◆ Stored items from a collection
* START *

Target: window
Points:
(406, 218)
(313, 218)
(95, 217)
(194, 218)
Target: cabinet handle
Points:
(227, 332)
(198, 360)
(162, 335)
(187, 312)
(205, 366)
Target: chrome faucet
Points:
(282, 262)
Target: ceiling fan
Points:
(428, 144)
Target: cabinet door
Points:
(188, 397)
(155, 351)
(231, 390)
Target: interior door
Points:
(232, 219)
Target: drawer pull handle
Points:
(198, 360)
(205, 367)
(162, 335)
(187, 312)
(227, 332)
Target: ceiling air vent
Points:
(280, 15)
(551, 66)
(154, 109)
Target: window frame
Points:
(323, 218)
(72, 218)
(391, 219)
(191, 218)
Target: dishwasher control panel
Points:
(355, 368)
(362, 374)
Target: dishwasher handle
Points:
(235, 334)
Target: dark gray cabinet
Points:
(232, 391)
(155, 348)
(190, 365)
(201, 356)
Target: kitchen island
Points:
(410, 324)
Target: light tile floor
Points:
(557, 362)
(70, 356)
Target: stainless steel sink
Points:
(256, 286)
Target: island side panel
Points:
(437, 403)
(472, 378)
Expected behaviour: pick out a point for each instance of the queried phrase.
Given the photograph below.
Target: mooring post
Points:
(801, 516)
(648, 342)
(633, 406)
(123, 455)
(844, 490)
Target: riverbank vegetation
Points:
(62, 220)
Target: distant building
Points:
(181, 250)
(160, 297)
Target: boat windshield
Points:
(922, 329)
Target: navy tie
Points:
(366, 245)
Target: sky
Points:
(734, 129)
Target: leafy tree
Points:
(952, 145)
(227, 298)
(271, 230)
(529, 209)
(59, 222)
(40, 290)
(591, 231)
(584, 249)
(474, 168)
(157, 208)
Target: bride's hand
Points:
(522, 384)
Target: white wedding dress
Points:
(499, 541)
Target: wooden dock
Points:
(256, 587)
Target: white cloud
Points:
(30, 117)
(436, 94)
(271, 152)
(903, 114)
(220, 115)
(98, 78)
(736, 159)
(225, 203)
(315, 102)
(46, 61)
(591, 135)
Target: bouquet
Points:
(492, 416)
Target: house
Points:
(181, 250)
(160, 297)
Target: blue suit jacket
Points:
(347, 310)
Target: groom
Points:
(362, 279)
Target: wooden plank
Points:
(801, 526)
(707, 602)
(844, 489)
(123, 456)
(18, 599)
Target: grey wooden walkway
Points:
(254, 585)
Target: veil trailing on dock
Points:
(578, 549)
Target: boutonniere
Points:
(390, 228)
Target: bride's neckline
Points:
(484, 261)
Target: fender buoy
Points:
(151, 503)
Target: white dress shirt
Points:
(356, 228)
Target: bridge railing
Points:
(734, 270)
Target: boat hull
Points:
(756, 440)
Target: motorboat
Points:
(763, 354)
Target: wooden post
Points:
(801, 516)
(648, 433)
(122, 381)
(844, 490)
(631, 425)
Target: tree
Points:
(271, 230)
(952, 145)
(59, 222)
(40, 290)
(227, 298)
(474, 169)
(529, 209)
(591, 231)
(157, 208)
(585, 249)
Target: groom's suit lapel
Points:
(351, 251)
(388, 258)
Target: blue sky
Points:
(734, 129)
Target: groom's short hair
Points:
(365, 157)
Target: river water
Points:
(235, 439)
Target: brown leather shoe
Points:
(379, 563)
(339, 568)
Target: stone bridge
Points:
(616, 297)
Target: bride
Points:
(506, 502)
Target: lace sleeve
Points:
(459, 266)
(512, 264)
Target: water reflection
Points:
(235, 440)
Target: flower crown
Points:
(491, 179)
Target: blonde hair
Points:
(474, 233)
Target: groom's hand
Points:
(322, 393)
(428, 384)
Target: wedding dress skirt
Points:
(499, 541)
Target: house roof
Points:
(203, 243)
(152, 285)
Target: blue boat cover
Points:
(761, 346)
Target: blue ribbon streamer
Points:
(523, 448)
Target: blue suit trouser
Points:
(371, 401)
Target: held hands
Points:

* END *

◆ What is required
Exactly as written, please output every entry.

◆ Result
Target: window
Points:
(406, 218)
(313, 218)
(95, 217)
(194, 218)
Target: cabinet handle
Points:
(227, 332)
(198, 360)
(162, 335)
(187, 312)
(205, 366)
Target: chrome faucet
Points:
(282, 262)
Target: ceiling fan
Points:
(428, 144)
Target: cabinet door
Points:
(188, 397)
(155, 351)
(231, 390)
Target: interior door
Points:
(232, 219)
Target: drawer pull handle
Points:
(198, 360)
(205, 367)
(162, 335)
(187, 312)
(227, 332)
Target: ceiling air vent
Points:
(280, 15)
(551, 66)
(154, 109)
Target: window frame
Points:
(323, 218)
(72, 218)
(391, 219)
(191, 218)
Target: dishwasher control panel
Points:
(355, 368)
(362, 374)
Target: dishwasher handle
Points:
(235, 334)
Target: dark gray cabinet
Points:
(232, 391)
(155, 348)
(190, 365)
(201, 356)
Target: kitchen island
Points:
(410, 324)
Target: light tile floor
Points:
(557, 362)
(70, 356)
Target: stainless steel sink
Points:
(256, 286)
Target: island side panel
Points:
(437, 403)
(472, 378)
Expected behaviour: pick out a point for each instance of the queried phrase.
Given the photograph below.
Target: mooring post
Points:
(801, 516)
(648, 342)
(633, 406)
(123, 455)
(844, 490)
Target: riverbank vegetation
Points:
(62, 220)
Target: distant building
Points:
(181, 250)
(160, 297)
Target: boat windshield
Points:
(922, 329)
Target: navy tie
Points:
(366, 245)
Target: sky
Points:
(734, 129)
Target: leafy tree
Points:
(952, 145)
(227, 298)
(271, 230)
(529, 209)
(59, 222)
(40, 290)
(591, 231)
(584, 249)
(474, 168)
(157, 208)
Target: bride's hand
Points:
(522, 384)
Target: white wedding dress
Points:
(499, 541)
Target: wooden dock
Points:
(256, 587)
Target: white cloud
Points:
(30, 117)
(436, 94)
(271, 152)
(903, 114)
(220, 115)
(98, 78)
(736, 159)
(225, 203)
(315, 102)
(46, 61)
(591, 135)
Target: bouquet
Points:
(492, 416)
Target: house
Points:
(181, 250)
(160, 297)
Target: blue suit jacket
Points:
(347, 310)
Target: groom
Points:
(362, 279)
Target: wooden plank
Points:
(801, 526)
(707, 602)
(844, 489)
(123, 456)
(18, 599)
Target: grey wooden walkway
Points:
(254, 585)
Target: veil trailing on dock
Points:
(578, 549)
Target: boutonniere
Points:
(390, 228)
Target: bride's neckline
Points:
(484, 261)
Target: fender buoy
Points:
(151, 503)
Target: white dress shirt
Points:
(356, 228)
Target: bridge railing
Points:
(734, 270)
Target: boat hull
Points:
(756, 440)
Target: motorboat
Points:
(763, 354)
Target: wooden post
Points:
(801, 516)
(648, 433)
(122, 381)
(844, 490)
(631, 425)
Target: tree
Points:
(271, 230)
(952, 145)
(59, 222)
(40, 290)
(227, 298)
(474, 169)
(529, 209)
(591, 231)
(157, 208)
(585, 249)
Target: groom's suit lapel
Points:
(351, 251)
(388, 258)
Target: blue sky
Points:
(734, 129)
Target: groom's short hair
Points:
(365, 157)
Target: river water
Points:
(235, 439)
Target: brown leather shoe
Points:
(379, 563)
(339, 568)
Target: stone bridge
Points:
(616, 297)
Target: bride
Points:
(506, 502)
Target: lace sleeve
Points:
(459, 266)
(512, 264)
Target: water reflection
Points:
(235, 440)
Target: flower crown
Points:
(491, 179)
Target: blonde hair
Points:
(474, 233)
Target: groom's hand
Points:
(322, 393)
(428, 384)
Target: wedding dress skirt
Points:
(499, 541)
Target: house roof
Points:
(203, 243)
(152, 285)
Target: blue boat cover
Points:
(761, 346)
Target: blue ribbon streamer
Points:
(523, 448)
Target: blue suit trouser
Points:
(371, 401)
Target: held hands
Points:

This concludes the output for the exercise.